* **Task**
Using the records below, copy out exactly the line that contains "target | beard" and every line that follows it, up to and including the last, and no others.

**** Exercise materials

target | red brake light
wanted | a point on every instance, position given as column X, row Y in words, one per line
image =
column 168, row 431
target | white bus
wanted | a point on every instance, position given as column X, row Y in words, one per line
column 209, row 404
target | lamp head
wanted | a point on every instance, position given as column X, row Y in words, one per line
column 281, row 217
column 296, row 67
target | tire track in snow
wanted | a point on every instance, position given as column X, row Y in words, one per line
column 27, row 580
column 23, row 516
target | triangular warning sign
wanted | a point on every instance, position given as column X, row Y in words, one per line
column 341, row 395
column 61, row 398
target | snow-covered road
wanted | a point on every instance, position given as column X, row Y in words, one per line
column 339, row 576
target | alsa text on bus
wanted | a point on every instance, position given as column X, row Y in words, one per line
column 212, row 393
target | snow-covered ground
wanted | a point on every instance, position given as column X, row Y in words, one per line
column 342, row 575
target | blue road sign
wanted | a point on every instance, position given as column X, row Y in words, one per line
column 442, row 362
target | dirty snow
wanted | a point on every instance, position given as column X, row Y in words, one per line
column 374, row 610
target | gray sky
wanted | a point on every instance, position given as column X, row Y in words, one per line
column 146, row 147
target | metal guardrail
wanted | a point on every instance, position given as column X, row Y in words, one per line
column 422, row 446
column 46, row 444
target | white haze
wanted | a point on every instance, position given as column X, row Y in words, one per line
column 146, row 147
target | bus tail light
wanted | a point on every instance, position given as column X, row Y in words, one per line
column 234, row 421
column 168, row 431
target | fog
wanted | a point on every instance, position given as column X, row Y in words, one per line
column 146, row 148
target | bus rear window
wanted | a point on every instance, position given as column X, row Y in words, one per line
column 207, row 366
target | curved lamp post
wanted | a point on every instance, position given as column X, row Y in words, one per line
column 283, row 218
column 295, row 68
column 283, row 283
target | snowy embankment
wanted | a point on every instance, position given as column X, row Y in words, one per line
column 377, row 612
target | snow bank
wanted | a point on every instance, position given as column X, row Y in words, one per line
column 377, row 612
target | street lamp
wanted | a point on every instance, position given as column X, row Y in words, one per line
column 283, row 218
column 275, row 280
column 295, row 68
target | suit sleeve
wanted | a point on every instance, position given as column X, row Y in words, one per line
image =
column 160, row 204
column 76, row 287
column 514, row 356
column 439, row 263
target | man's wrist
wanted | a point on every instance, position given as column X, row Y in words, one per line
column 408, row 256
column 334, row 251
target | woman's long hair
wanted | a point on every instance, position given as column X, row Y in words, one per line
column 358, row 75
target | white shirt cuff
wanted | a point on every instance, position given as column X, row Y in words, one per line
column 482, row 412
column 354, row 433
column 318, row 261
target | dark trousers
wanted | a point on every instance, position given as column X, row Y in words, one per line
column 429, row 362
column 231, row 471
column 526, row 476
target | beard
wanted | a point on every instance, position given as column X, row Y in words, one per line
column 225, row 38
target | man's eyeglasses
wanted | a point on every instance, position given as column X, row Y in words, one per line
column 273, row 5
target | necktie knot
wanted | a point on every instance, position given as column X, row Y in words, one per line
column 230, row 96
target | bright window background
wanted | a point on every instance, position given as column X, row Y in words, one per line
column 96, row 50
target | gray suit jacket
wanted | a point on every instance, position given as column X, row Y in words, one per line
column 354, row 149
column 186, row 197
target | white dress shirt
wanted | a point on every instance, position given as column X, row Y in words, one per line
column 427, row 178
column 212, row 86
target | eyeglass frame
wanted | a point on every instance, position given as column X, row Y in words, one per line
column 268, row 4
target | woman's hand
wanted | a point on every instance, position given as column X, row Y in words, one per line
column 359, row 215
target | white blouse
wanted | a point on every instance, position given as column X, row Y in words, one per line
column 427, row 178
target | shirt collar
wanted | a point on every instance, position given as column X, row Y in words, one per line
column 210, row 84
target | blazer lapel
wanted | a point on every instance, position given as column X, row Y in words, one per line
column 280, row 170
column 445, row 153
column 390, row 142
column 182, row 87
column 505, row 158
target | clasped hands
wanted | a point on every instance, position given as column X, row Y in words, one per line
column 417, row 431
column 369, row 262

********

* **Result of this task**
target | beard
wanted | a point on every instance, position given as column X, row Y in words, one per line
column 225, row 38
target | man's eyeglasses
wanted | a point on every instance, position given as column X, row Y in words, one per line
column 273, row 5
target | necktie knot
wanted | a point on every instance, position given as column X, row Y in words, one per line
column 230, row 96
target | bright window background
wanted | a point on every instance, position given as column X, row Y in words, one per line
column 96, row 50
target | gray suit jacket
wanted | a point on every instance, position given as column X, row Y in words, one per line
column 354, row 149
column 186, row 197
target | white dress shirt
wanted | a point on every instance, position given as column X, row Y in words, one per line
column 427, row 178
column 212, row 86
target | eyeglass frame
wanted | a point on every instance, position given as column X, row Y in words, one per line
column 268, row 4
target | woman's hand
wanted | a point on every instance, position given as column X, row Y in words, one per line
column 359, row 215
target | white blouse
wanted | a point on every instance, position given as column X, row Y in words, one per line
column 427, row 178
target | shirt collar
wanted | a point on every instance, position given as column X, row Y in words, one per line
column 210, row 84
target | blazer lapel
wanted | a point on every instance, position given as column X, row Y in words, one per line
column 280, row 170
column 445, row 153
column 390, row 142
column 182, row 87
column 505, row 158
target | clasped hands
wanted | a point on every instance, position given as column X, row Y in words, one per line
column 417, row 431
column 369, row 262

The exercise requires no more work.